# Record excerpts:
━━━

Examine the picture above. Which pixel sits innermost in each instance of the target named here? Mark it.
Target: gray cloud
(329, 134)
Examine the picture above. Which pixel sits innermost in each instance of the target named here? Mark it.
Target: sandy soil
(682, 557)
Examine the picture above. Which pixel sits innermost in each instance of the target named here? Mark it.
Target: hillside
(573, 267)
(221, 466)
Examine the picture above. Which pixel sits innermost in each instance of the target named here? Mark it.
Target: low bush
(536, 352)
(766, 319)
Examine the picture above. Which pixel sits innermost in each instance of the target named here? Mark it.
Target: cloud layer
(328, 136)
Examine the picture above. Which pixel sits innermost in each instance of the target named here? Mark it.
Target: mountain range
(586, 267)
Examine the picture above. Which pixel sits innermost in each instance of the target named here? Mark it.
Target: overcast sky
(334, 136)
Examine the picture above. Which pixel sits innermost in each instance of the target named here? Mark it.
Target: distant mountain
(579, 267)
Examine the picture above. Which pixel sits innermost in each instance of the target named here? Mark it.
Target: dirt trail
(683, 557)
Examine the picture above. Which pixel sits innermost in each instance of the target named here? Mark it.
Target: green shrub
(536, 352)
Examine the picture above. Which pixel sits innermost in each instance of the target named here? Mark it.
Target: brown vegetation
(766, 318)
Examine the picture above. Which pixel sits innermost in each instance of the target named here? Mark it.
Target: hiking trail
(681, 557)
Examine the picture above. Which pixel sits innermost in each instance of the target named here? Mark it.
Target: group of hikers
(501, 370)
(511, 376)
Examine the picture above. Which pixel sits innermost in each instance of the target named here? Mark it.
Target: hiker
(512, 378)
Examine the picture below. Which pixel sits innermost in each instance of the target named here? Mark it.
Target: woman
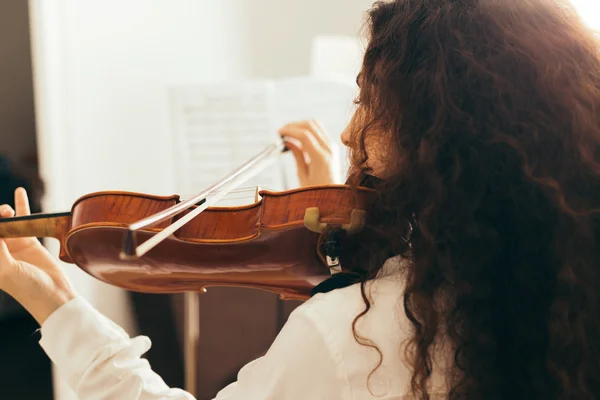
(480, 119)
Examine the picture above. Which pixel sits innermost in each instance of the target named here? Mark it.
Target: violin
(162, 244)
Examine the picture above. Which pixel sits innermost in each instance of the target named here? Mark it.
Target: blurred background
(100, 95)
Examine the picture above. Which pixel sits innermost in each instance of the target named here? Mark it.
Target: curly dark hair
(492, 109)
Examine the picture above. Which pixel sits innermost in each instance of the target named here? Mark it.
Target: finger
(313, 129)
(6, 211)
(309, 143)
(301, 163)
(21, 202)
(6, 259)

━━━

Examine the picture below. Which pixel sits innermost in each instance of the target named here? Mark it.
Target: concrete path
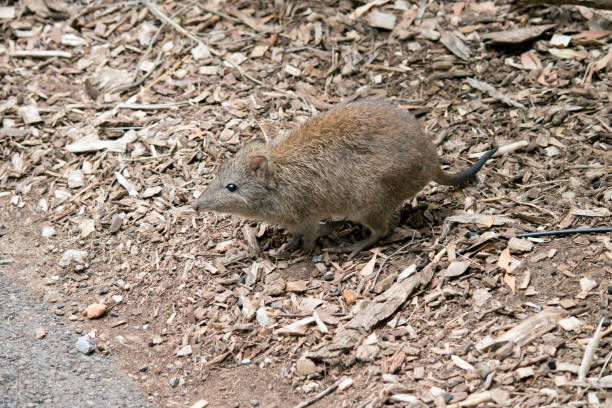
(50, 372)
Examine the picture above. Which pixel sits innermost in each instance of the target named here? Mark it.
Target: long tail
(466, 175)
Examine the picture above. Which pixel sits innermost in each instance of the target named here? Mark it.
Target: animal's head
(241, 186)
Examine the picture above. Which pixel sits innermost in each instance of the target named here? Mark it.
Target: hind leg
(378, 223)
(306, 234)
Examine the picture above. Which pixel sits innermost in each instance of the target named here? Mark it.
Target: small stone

━━━

Locate every line in the entries above that contains the word "cloud" and copy each of those lines. Case counts.

Target: gray cloud
Target: cloud layer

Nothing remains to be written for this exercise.